Count the lines of the material below that contain the string "pendant", matching case exactly, and reply with only that number.
--- start INPUT RECORDS ---
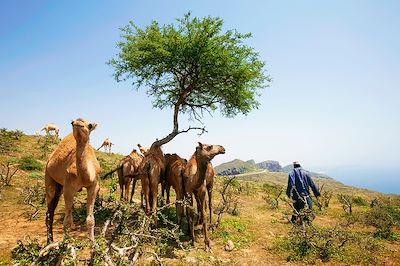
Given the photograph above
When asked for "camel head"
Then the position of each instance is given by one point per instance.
(208, 152)
(82, 128)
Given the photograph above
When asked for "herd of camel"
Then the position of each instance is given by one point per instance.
(73, 165)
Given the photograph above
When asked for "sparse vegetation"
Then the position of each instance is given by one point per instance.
(371, 238)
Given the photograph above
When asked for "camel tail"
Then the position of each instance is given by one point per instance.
(109, 173)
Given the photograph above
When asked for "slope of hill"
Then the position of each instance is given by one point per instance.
(261, 234)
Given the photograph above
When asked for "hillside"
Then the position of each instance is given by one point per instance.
(255, 219)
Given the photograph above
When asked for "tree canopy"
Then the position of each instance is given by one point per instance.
(191, 66)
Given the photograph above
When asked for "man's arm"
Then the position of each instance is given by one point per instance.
(313, 186)
(289, 187)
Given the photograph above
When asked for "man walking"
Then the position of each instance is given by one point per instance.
(299, 182)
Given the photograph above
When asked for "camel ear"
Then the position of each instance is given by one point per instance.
(92, 126)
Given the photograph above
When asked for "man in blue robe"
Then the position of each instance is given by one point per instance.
(298, 189)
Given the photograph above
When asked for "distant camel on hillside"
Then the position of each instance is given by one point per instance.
(51, 127)
(106, 144)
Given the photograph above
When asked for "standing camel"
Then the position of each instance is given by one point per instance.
(51, 127)
(143, 150)
(129, 165)
(195, 183)
(106, 144)
(72, 166)
(210, 174)
(151, 171)
(174, 168)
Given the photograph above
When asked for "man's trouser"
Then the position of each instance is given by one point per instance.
(301, 203)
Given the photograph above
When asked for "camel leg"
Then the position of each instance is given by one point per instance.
(121, 182)
(209, 191)
(127, 181)
(153, 192)
(53, 193)
(167, 188)
(179, 209)
(202, 196)
(91, 198)
(189, 215)
(69, 194)
(146, 192)
(199, 212)
(133, 188)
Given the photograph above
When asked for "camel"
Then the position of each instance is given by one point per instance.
(210, 174)
(106, 144)
(129, 165)
(151, 171)
(51, 127)
(174, 168)
(72, 166)
(142, 149)
(195, 183)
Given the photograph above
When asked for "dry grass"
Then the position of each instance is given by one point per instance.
(254, 231)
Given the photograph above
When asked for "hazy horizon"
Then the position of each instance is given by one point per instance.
(333, 101)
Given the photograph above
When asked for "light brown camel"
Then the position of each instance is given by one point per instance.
(195, 183)
(129, 165)
(151, 171)
(72, 166)
(51, 127)
(106, 144)
(210, 174)
(142, 149)
(174, 168)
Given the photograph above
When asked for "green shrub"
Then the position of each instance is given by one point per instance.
(8, 140)
(29, 163)
(384, 215)
(359, 201)
(310, 244)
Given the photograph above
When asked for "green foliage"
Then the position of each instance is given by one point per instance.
(234, 229)
(8, 139)
(29, 163)
(272, 195)
(29, 253)
(192, 63)
(311, 243)
(384, 215)
(36, 175)
(359, 201)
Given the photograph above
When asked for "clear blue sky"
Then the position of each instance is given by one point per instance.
(333, 102)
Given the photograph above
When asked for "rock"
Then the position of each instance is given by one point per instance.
(229, 245)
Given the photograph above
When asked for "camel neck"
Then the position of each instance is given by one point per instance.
(82, 148)
(201, 168)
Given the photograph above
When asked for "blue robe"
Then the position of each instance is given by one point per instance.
(298, 189)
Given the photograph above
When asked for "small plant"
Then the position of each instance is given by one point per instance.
(35, 197)
(229, 202)
(8, 140)
(311, 243)
(347, 202)
(29, 163)
(384, 215)
(324, 199)
(7, 172)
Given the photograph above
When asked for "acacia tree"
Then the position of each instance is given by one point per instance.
(192, 67)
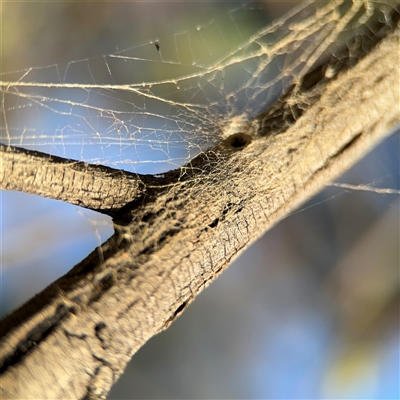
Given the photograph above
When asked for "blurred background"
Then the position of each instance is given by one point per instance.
(310, 311)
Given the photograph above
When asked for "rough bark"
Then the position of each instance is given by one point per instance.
(75, 338)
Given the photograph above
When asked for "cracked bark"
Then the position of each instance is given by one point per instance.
(178, 235)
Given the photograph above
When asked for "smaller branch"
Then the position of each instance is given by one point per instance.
(92, 186)
(365, 188)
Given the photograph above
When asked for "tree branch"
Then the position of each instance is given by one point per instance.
(175, 239)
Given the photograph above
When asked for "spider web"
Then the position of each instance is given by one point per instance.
(151, 108)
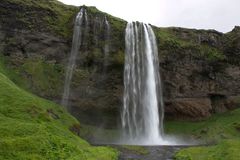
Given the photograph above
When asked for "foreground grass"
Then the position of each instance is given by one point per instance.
(222, 130)
(33, 128)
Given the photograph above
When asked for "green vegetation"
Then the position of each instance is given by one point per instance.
(33, 128)
(223, 130)
(49, 15)
(34, 74)
(225, 150)
(172, 42)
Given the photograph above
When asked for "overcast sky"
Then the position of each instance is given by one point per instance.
(221, 15)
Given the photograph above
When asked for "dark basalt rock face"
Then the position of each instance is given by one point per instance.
(200, 68)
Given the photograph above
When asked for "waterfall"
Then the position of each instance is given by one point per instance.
(76, 42)
(106, 46)
(143, 110)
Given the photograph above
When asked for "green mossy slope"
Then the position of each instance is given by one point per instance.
(33, 128)
(223, 130)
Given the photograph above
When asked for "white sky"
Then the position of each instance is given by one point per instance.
(221, 15)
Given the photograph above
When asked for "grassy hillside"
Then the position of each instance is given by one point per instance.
(33, 128)
(221, 131)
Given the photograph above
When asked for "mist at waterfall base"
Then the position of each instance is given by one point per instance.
(143, 109)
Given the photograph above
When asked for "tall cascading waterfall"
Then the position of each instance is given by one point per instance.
(107, 42)
(143, 109)
(76, 43)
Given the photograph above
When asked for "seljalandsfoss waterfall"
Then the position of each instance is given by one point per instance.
(76, 42)
(143, 110)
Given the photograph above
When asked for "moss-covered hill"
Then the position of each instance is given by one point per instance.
(34, 128)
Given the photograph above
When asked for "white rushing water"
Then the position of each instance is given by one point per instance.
(107, 44)
(76, 42)
(143, 110)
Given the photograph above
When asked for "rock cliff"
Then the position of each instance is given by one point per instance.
(199, 68)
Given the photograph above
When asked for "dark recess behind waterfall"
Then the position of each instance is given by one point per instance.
(199, 68)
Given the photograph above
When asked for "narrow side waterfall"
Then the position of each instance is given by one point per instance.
(76, 42)
(143, 110)
(107, 42)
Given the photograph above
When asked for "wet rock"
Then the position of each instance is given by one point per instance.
(188, 108)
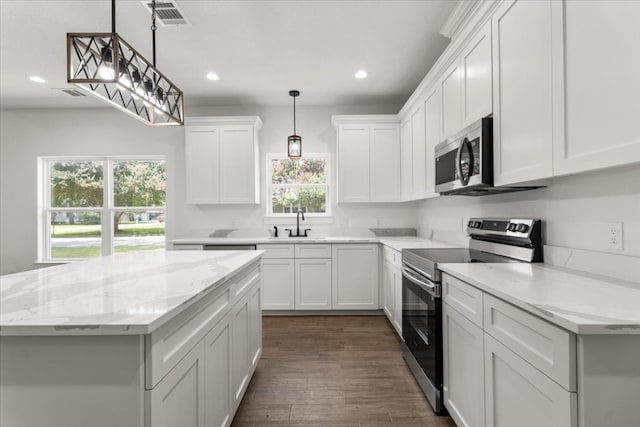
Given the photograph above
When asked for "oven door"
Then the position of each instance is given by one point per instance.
(422, 324)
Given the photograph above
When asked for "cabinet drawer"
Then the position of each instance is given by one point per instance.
(166, 346)
(463, 297)
(307, 250)
(547, 347)
(391, 255)
(277, 250)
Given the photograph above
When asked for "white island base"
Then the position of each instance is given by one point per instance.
(190, 370)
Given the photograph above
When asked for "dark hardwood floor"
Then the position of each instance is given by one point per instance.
(333, 371)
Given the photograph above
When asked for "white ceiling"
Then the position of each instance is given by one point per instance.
(260, 49)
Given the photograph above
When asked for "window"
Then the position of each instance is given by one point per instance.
(100, 206)
(298, 184)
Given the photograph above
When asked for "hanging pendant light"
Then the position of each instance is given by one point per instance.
(294, 144)
(108, 67)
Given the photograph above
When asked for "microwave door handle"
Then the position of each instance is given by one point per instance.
(426, 285)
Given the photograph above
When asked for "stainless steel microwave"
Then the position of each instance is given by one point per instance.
(464, 163)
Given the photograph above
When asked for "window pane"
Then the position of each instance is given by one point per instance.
(76, 184)
(75, 235)
(139, 183)
(298, 171)
(289, 200)
(138, 231)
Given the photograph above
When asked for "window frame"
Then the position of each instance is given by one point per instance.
(269, 185)
(106, 211)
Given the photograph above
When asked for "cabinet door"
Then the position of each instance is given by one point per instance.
(432, 137)
(353, 163)
(179, 399)
(523, 76)
(238, 166)
(385, 163)
(451, 88)
(602, 82)
(419, 152)
(313, 284)
(463, 378)
(239, 351)
(397, 299)
(202, 155)
(255, 327)
(388, 290)
(476, 68)
(517, 394)
(406, 158)
(278, 284)
(355, 277)
(218, 375)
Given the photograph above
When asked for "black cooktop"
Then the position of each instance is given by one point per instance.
(426, 261)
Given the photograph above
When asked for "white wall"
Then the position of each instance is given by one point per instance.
(575, 210)
(27, 134)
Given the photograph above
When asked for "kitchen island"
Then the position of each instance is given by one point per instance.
(145, 339)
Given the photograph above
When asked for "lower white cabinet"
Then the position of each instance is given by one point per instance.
(179, 399)
(464, 368)
(392, 287)
(517, 394)
(278, 283)
(313, 284)
(355, 277)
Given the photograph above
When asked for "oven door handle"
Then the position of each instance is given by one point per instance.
(425, 284)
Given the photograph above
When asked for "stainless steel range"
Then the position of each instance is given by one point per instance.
(491, 240)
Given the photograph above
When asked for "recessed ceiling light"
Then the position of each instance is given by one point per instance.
(37, 79)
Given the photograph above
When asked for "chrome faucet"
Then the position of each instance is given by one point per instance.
(298, 226)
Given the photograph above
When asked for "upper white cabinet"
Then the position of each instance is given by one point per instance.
(368, 158)
(477, 100)
(221, 156)
(451, 90)
(355, 277)
(524, 67)
(602, 86)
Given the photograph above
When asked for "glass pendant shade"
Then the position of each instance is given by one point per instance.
(294, 148)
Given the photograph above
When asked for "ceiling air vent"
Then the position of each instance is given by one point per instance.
(72, 92)
(167, 13)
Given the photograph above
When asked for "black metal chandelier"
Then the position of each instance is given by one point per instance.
(294, 143)
(108, 67)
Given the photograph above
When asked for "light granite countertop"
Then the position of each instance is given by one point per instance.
(581, 303)
(127, 294)
(396, 242)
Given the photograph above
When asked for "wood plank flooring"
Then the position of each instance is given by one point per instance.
(333, 371)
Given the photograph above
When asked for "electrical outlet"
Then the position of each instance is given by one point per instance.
(615, 235)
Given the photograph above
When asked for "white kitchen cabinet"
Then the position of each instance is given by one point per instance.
(518, 394)
(221, 156)
(278, 282)
(355, 277)
(368, 158)
(525, 69)
(463, 375)
(179, 399)
(451, 91)
(392, 287)
(217, 373)
(476, 74)
(432, 138)
(602, 86)
(313, 284)
(406, 156)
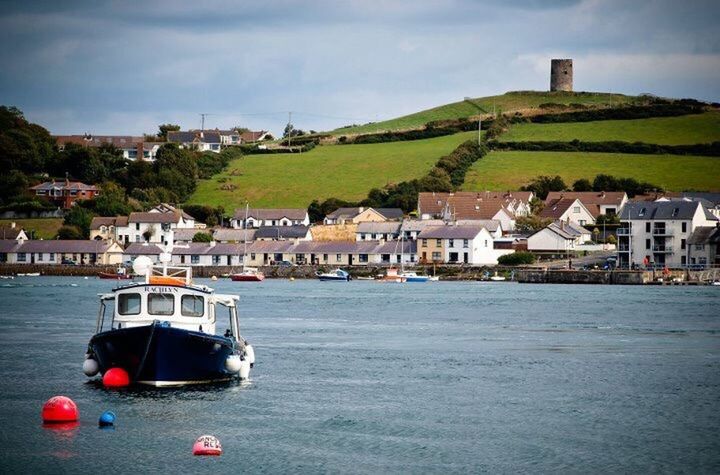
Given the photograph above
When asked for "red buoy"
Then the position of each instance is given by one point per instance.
(207, 445)
(60, 409)
(116, 378)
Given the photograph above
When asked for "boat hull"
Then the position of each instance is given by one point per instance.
(159, 355)
(247, 277)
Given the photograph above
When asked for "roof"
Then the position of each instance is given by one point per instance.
(64, 185)
(646, 211)
(89, 246)
(382, 227)
(271, 213)
(148, 217)
(237, 235)
(704, 235)
(281, 232)
(556, 208)
(450, 232)
(463, 203)
(592, 200)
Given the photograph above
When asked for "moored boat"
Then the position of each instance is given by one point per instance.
(162, 331)
(336, 275)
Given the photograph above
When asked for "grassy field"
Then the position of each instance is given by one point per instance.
(45, 228)
(508, 102)
(688, 129)
(511, 170)
(341, 171)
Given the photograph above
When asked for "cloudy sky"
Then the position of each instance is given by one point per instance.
(122, 67)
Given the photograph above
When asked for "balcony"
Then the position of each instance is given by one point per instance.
(662, 249)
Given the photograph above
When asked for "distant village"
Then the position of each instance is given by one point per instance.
(675, 230)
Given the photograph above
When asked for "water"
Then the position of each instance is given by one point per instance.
(367, 377)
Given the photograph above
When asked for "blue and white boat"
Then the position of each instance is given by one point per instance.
(162, 331)
(336, 275)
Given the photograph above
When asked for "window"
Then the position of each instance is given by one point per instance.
(129, 304)
(161, 304)
(192, 306)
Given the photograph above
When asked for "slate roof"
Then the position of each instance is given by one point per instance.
(89, 246)
(657, 210)
(281, 232)
(382, 227)
(271, 213)
(450, 232)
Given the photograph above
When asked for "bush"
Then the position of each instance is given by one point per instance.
(517, 259)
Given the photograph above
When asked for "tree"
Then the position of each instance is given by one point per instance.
(582, 184)
(80, 218)
(163, 129)
(202, 237)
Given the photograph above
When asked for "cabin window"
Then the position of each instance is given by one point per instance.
(129, 304)
(161, 304)
(192, 305)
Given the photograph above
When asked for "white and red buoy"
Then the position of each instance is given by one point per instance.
(116, 378)
(207, 445)
(60, 409)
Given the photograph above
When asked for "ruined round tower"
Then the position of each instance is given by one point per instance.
(561, 74)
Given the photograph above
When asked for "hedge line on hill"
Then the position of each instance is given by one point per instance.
(709, 149)
(447, 175)
(622, 113)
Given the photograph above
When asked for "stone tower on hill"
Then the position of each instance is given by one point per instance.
(561, 75)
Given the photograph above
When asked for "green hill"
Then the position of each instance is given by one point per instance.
(511, 170)
(683, 130)
(508, 102)
(341, 171)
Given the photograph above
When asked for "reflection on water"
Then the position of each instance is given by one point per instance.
(364, 377)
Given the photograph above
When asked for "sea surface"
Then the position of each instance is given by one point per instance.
(364, 377)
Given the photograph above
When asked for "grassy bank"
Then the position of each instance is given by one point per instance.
(688, 129)
(508, 102)
(511, 170)
(44, 228)
(341, 171)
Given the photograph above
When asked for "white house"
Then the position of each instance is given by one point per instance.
(257, 218)
(658, 233)
(559, 236)
(568, 210)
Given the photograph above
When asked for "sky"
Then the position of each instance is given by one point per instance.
(123, 67)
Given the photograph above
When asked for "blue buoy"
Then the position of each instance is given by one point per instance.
(107, 419)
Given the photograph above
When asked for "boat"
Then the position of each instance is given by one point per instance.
(248, 274)
(413, 277)
(338, 275)
(119, 274)
(161, 331)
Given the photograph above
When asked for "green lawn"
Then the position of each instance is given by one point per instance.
(687, 129)
(45, 228)
(508, 102)
(341, 171)
(511, 170)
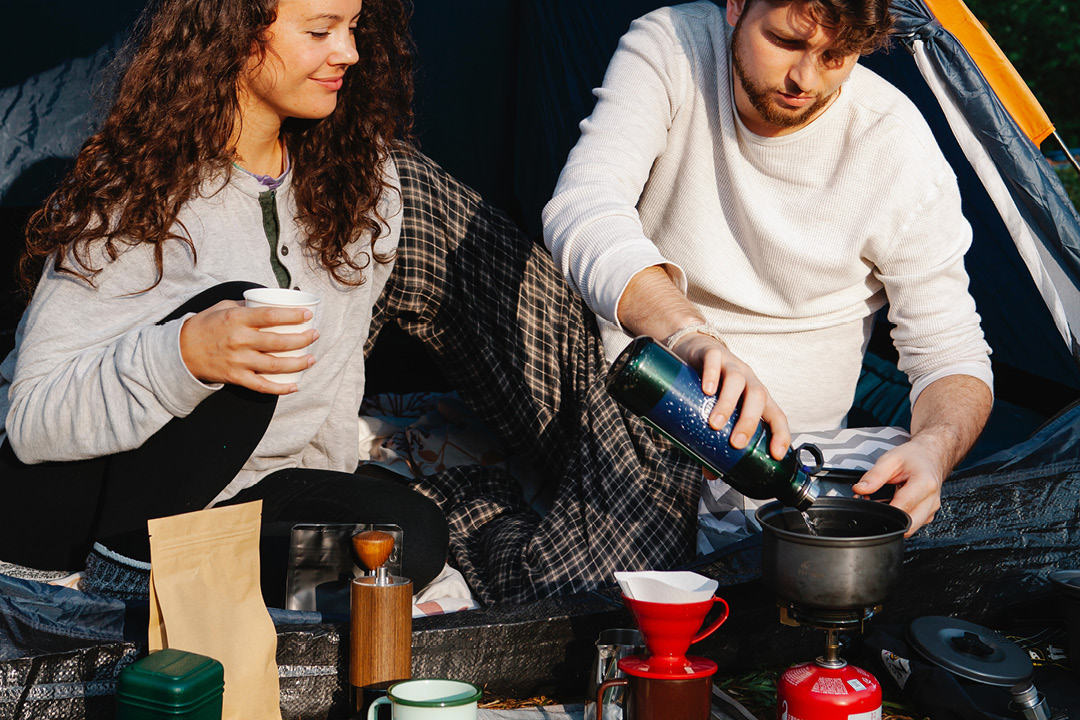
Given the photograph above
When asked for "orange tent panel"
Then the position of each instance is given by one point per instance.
(1007, 83)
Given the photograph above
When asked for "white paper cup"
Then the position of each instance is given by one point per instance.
(280, 297)
(430, 700)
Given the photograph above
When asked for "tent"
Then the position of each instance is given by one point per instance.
(501, 89)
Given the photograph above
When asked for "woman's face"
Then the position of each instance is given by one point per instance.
(310, 46)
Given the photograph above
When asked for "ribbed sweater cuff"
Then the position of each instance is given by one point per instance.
(179, 391)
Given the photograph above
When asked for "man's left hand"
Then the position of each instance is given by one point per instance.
(918, 478)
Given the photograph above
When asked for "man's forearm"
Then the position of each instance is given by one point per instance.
(651, 304)
(949, 415)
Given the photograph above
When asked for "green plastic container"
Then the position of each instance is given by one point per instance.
(171, 683)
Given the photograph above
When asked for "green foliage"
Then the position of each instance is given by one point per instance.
(1040, 38)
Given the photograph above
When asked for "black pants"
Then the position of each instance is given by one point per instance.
(52, 513)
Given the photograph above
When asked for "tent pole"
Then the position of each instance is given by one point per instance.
(1072, 161)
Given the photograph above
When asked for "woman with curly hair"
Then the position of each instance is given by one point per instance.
(250, 145)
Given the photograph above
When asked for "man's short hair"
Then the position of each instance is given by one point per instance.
(861, 26)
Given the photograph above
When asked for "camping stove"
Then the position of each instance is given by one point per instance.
(831, 568)
(828, 688)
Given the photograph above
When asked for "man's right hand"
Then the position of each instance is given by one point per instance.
(652, 304)
(721, 370)
(225, 343)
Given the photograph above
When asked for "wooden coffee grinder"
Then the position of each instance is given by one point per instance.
(380, 649)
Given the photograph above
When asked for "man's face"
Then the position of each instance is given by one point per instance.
(783, 78)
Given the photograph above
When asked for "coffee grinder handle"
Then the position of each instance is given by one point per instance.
(618, 682)
(716, 623)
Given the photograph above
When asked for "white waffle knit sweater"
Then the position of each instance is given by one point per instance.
(787, 244)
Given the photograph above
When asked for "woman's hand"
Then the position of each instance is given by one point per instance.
(720, 370)
(225, 343)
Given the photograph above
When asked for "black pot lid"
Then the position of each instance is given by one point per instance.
(970, 651)
(1067, 582)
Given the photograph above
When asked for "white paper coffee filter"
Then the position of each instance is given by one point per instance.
(671, 587)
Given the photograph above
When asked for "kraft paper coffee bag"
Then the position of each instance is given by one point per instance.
(205, 598)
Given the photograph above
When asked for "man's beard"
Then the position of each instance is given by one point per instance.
(761, 97)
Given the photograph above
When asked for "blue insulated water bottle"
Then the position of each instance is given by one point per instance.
(666, 393)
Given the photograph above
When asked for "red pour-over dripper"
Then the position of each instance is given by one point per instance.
(669, 629)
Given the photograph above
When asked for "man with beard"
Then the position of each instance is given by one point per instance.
(748, 195)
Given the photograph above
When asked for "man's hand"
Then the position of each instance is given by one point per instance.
(917, 477)
(720, 370)
(946, 421)
(224, 343)
(651, 304)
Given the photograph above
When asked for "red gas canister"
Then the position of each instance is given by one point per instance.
(809, 691)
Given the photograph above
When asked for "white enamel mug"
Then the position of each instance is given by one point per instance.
(431, 698)
(281, 297)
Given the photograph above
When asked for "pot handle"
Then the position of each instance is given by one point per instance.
(716, 623)
(618, 682)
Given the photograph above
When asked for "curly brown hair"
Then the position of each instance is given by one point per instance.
(172, 121)
(862, 26)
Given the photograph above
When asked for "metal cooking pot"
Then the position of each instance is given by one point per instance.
(852, 562)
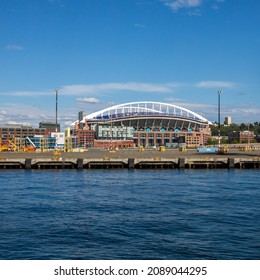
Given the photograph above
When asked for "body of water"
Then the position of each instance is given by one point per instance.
(130, 214)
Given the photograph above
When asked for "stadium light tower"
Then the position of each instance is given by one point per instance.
(218, 93)
(56, 119)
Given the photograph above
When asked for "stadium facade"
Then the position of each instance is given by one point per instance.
(145, 123)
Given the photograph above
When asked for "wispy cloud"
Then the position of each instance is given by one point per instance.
(92, 100)
(215, 84)
(14, 48)
(131, 86)
(180, 4)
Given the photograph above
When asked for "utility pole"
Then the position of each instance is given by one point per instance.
(56, 119)
(218, 93)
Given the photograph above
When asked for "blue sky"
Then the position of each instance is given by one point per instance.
(102, 52)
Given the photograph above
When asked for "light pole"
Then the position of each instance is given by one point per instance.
(56, 119)
(218, 93)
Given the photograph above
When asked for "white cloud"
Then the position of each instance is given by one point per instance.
(179, 4)
(14, 47)
(215, 84)
(88, 100)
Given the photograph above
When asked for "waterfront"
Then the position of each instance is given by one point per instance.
(130, 214)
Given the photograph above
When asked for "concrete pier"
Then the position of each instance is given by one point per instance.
(131, 159)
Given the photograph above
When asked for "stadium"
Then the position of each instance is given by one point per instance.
(145, 124)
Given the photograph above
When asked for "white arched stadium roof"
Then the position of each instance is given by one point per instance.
(145, 108)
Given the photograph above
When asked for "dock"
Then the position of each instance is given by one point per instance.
(130, 159)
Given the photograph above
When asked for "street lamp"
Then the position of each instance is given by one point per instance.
(56, 122)
(218, 93)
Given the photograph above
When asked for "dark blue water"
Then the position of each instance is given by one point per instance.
(165, 214)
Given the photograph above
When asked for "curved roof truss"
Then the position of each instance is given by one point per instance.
(145, 108)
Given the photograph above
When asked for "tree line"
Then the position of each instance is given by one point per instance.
(225, 130)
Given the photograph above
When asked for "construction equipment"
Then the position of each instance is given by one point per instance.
(141, 148)
(183, 149)
(162, 148)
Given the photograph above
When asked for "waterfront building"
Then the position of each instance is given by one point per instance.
(241, 137)
(9, 132)
(146, 124)
(49, 126)
(228, 121)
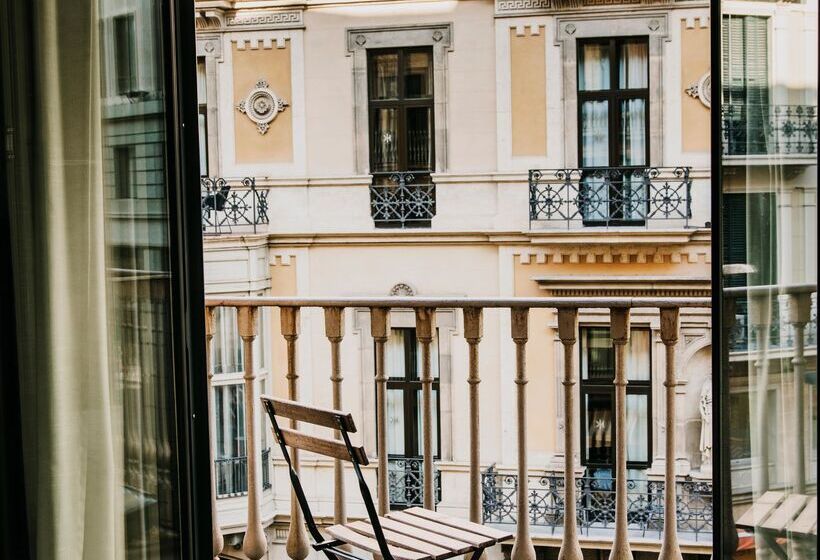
--- end INPUT RECORDS ---
FINISHED EXERCISE:
2